» **Prompt**: Without including any pictures, write out all the entries exactly.

» **Entries supplied**:
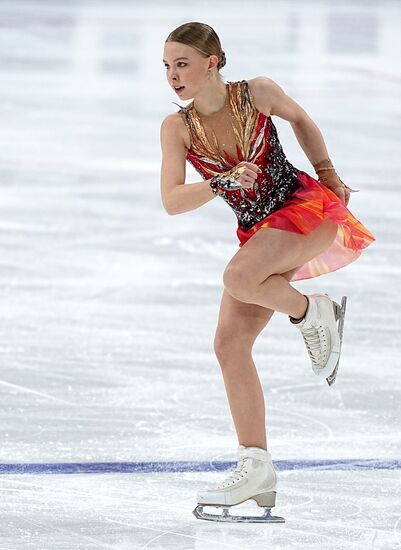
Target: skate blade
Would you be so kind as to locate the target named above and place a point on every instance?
(340, 316)
(225, 516)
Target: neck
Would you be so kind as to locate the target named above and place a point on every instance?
(211, 98)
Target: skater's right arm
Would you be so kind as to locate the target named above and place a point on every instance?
(178, 197)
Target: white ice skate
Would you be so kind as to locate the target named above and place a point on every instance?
(322, 336)
(253, 478)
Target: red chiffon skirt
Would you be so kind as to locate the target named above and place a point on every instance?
(305, 210)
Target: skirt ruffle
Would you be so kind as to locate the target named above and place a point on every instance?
(304, 211)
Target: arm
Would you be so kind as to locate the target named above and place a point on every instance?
(276, 102)
(178, 197)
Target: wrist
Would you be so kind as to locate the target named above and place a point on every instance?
(223, 182)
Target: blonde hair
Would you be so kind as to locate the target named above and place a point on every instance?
(201, 37)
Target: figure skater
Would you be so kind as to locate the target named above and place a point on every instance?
(291, 226)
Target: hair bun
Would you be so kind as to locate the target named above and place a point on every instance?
(222, 61)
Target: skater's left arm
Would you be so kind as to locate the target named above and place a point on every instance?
(276, 102)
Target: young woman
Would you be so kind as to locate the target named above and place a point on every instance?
(291, 226)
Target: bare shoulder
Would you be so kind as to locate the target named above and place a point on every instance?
(263, 91)
(173, 125)
(271, 99)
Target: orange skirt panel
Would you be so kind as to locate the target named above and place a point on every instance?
(307, 207)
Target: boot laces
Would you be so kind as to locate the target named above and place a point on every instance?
(315, 339)
(239, 472)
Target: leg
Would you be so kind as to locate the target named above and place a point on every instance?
(254, 273)
(238, 326)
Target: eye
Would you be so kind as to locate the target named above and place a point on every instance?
(180, 63)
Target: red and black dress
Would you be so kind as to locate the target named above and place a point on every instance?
(283, 196)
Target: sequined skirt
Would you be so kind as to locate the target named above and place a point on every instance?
(303, 212)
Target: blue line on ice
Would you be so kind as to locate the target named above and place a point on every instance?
(194, 466)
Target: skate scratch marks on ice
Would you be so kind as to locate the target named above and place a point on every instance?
(306, 417)
(34, 392)
(71, 533)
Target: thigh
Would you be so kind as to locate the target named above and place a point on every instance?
(274, 251)
(241, 322)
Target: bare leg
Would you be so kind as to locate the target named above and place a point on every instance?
(254, 274)
(238, 327)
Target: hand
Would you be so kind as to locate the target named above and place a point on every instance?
(342, 192)
(248, 175)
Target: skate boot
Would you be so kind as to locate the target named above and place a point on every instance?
(253, 478)
(321, 334)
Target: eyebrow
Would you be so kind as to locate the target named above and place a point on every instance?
(177, 59)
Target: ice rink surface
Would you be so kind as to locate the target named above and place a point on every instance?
(109, 305)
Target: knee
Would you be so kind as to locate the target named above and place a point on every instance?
(238, 282)
(229, 345)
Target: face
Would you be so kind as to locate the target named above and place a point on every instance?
(186, 67)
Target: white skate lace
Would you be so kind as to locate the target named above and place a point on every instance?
(316, 343)
(239, 472)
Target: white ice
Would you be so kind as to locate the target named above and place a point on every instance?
(109, 305)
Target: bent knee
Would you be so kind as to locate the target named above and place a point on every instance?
(229, 344)
(238, 282)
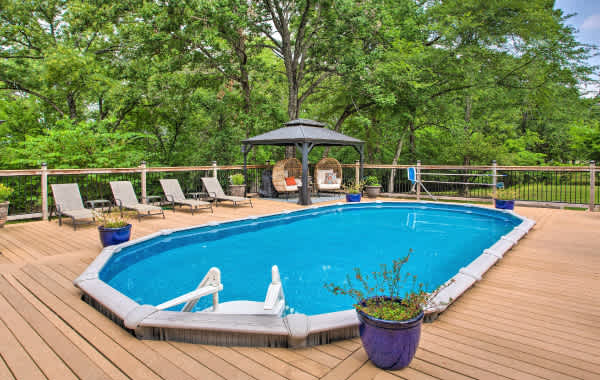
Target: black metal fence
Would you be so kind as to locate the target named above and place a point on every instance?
(561, 185)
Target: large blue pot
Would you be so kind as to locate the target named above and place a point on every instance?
(353, 197)
(504, 205)
(390, 344)
(113, 236)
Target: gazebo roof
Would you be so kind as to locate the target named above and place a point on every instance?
(303, 130)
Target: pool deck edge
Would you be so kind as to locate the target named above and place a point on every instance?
(296, 330)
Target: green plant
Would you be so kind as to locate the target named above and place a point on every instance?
(506, 194)
(111, 220)
(381, 294)
(353, 188)
(5, 192)
(372, 181)
(237, 179)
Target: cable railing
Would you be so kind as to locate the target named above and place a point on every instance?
(564, 186)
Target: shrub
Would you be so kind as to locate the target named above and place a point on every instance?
(5, 192)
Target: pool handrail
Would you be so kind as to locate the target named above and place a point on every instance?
(210, 284)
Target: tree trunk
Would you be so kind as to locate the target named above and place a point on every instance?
(395, 162)
(411, 140)
(72, 103)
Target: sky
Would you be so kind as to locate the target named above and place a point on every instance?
(586, 21)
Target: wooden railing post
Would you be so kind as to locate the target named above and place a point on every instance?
(143, 175)
(44, 191)
(494, 179)
(418, 175)
(592, 203)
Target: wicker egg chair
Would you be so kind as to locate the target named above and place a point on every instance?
(327, 164)
(292, 167)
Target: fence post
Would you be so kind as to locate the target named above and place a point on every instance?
(44, 191)
(494, 179)
(143, 175)
(418, 174)
(592, 185)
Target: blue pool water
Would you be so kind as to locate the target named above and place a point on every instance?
(310, 247)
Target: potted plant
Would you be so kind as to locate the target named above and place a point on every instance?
(353, 191)
(505, 199)
(237, 186)
(113, 229)
(373, 186)
(5, 192)
(390, 324)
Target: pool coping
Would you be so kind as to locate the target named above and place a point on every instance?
(294, 330)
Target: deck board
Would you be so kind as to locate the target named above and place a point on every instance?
(536, 314)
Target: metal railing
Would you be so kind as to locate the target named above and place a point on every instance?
(558, 185)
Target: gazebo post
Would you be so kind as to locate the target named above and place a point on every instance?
(361, 150)
(304, 195)
(246, 150)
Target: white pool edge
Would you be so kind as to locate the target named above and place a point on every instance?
(295, 330)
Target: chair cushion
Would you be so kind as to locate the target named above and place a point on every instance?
(329, 186)
(321, 174)
(330, 178)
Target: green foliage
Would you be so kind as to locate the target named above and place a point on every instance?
(112, 220)
(353, 187)
(5, 192)
(182, 83)
(237, 179)
(506, 194)
(78, 145)
(381, 293)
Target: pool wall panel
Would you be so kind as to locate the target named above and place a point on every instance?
(147, 322)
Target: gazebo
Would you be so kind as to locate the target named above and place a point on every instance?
(304, 134)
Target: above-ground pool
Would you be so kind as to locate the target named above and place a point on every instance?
(310, 248)
(450, 244)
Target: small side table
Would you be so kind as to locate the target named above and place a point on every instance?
(153, 198)
(103, 203)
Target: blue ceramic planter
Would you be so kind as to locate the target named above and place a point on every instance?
(390, 344)
(353, 197)
(504, 205)
(113, 236)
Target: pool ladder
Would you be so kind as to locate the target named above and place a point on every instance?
(211, 284)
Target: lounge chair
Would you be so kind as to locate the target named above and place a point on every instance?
(68, 203)
(214, 190)
(328, 173)
(175, 196)
(125, 198)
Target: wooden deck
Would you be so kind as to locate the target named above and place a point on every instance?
(535, 315)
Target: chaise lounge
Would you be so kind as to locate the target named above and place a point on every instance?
(125, 198)
(175, 196)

» **Solution**:
Target: skate blade
Would you be so kind as to locate the target named above and place a point on every instance?
(340, 316)
(225, 516)
Target: neck
Would you be so kind as to locate the target named above and place a point on every instance?
(211, 98)
Target: skater's right arm
Would you be so kind as to locate the target named above and place a point on every instance?
(178, 197)
Target: white ice skate
Would you be so kind as to locate the target named above and place a point on every instance?
(322, 336)
(253, 478)
Target: red chiffon skirt
Would you be so kind as to locate the target named above and place a point on every instance?
(305, 210)
Target: skirt ruffle
Would you be so kind as to locate the target named above and place a point on every instance?
(304, 211)
Target: arm
Would you be so kind as to locate the target named above and place a point on every instance?
(276, 102)
(178, 197)
Target: wrist
Would you be so kind as to locate the target named above and place a point on every instance?
(223, 182)
Target: blonde hair
Would you be so kind as to locate the target named above and place a point on every instance?
(201, 37)
Target: figure skater
Would you be so kind as to locate the target named above and place a point on every instance?
(291, 226)
Target: hair bun
Would you be so kind as to locate the target named above and place a point on every instance?
(222, 61)
Target: skater's left arm
Would you be so kind as to locate the target named above and place a point on every instance?
(276, 102)
Target: young woman
Would you be so kind as to locate the target named above and place a point on every instance?
(291, 226)
Target: bare shoulder
Would you be so kind as to locate the target named above and place a point on every instance?
(263, 91)
(173, 125)
(271, 99)
Target: orange skirt panel
Would you be so kind as to locate the target named above and place a point on every instance?
(307, 207)
Target: boot laces
Would you be so kind as to locate the target named above and place a point on every instance?
(315, 339)
(239, 472)
Target: leg
Would you be so kind as to locate the target named above and place a point on every instance?
(254, 273)
(238, 326)
Target: eye
Would you be so kind as to locate the target named above and place a point on every instance?
(180, 63)
Target: red and black dress
Would you be so kind as to locate the target named above and place a point on every instance?
(283, 196)
Target: sequined skirt
Would you be so kind as to locate the target named above and place a point on every instance?
(303, 212)
Target: blue line on ice
Would you be so kind as to locate the target named above and place a point on every instance?
(194, 466)
Target: skate scratch marks on ice
Would you be so kind as to locate the target named above and place a point on every instance?
(306, 417)
(34, 392)
(71, 533)
Target: thigh
Would you be so kind as to locate the target named above and place a point on every instance?
(274, 251)
(241, 322)
Target: bare leg
Would you be so kind as to locate the target named above and place a point on every instance?
(254, 274)
(238, 327)
Target: hand
Would you be so kind as to locate the target named above and place a point on every instance?
(342, 192)
(248, 175)
Target: skate boot
Would you be so kind as to locate the target named above and place a point on every instance?
(253, 478)
(321, 334)
Target: eyebrow
Would you be so kind as to locate the target named above and place a point on every instance?
(177, 59)
Target: ice rink surface
Would you be so kind as to locate the target named above and place a point on every instance?
(109, 305)
Target: knee
Would you be so kind as to locate the target named above and place a point on every instance?
(238, 282)
(229, 345)
Target: face
Would you be so kind as to locate the target named above and place a point on every instance?
(186, 67)
Target: white skate lace
Would you be so kind as to locate the target named above and place a point on every instance?
(316, 343)
(239, 472)
Target: white ice
Would you be so kind as to locate the target named above and place a point on every instance?
(109, 305)
Target: bent knee
Would you be so kind as to locate the target named above and place a point on every instance?
(229, 344)
(238, 282)
Target: black metal fence
Would you be so kind as to locate the target named above and place a point on every instance?
(561, 185)
Target: large blue pot
Would you be so kind as to locate the target named above and place a point on every instance?
(353, 197)
(504, 205)
(390, 344)
(113, 236)
Target: gazebo roof
Would you be so kind as to locate the target named above and place a point on every instance?
(303, 130)
Target: pool deck edge
Would you be so kind as to locate the target named above and place a point on every instance?
(296, 330)
Target: green plant
Would you be so kind as to locate the target named above and place a point on every instance?
(506, 194)
(111, 220)
(381, 294)
(353, 188)
(5, 192)
(372, 181)
(237, 179)
Target: cable railing
Would you be so kind as to locate the target named above and place a point on every instance?
(564, 186)
Target: shrub
Would you be so kind as to locate the target named above and place a point on every instance?
(5, 192)
Target: pool handrail
Would you be so kind as to locate the target named above and place a point on every instance?
(210, 284)
Target: tree trunk
Would you be so kind as to locate the target named above and place a point on every instance?
(395, 162)
(411, 140)
(72, 103)
Target: sky
Would you be so kind as to locate the target named above and place a point on every instance?
(586, 21)
Target: wooden railing post
Would you be so kind as to locate the target named above and place a point on every instance?
(143, 175)
(44, 191)
(494, 179)
(418, 175)
(592, 203)
Target: wicker egg chair
Would you be so kind as to locate the target named above and place a point on every instance?
(327, 164)
(292, 167)
Target: fence post
Would you be so kind as to locate the target named above and place a point on every instance?
(44, 191)
(494, 179)
(143, 175)
(418, 174)
(592, 185)
Target: blue pool water
Would you be so kind as to locate the target named above and place a point on every instance?
(310, 247)
Target: potted plant
Would you be so kind as to locate the target named above and place a point on every instance?
(353, 191)
(505, 199)
(237, 186)
(113, 229)
(373, 186)
(5, 192)
(390, 324)
Target: pool coping
Would you be so kind as to locate the target named above and place a point on every instance?
(294, 330)
Target: deck board
Would you be so kind as to locate the target named above and place a point on every instance?
(536, 314)
Target: metal railing
Would you be so kind as to locate the target named above and place a point on every instance?
(558, 185)
Target: gazebo post
Would you be so kind as to locate the target named above and place a point on every instance?
(361, 150)
(304, 195)
(246, 150)
Target: white pool edge
Would you be so kind as to locate the target named above and place a point on every instance?
(295, 330)
Target: chair cushion
Would you be so kind as to locate the target named above and place a point on every instance?
(329, 186)
(321, 174)
(330, 178)
Target: green foliage
Would you be so kind as to locate the target named above and place a point on every instance?
(112, 220)
(353, 187)
(5, 192)
(182, 83)
(237, 179)
(506, 194)
(78, 145)
(381, 293)
Target: pool wall panel
Would you be so kind as to locate the target named above and place a point on every instance?
(147, 322)
Target: gazebo
Would you be so kind as to locate the target named above and place a point on every instance?
(304, 134)
Target: above-ground pool
Would you be so kind as to locate the target named above and place a point on every instance?
(310, 248)
(450, 244)
Target: small side table
Would you be so kind as to locate the target named above and place a point on every instance?
(153, 198)
(103, 203)
Target: blue ceramic planter
Would you be so kind as to locate the target named above and place a point on every instance?
(390, 344)
(353, 197)
(504, 205)
(113, 236)
Target: pool ladder
Would you be so kind as to locate the target named above and place a point on every instance?
(211, 284)
Target: lounge chair
Would you be so kind as to locate the target named above and place a point on every instance?
(68, 203)
(214, 190)
(328, 173)
(175, 196)
(125, 198)
Target: wooden deck
Would you be so kind as to locate the target named above and place a point on every instance?
(535, 315)
Target: chaise lounge
Would you be so kind as to locate the target named above and place a point on every instance?
(125, 198)
(175, 196)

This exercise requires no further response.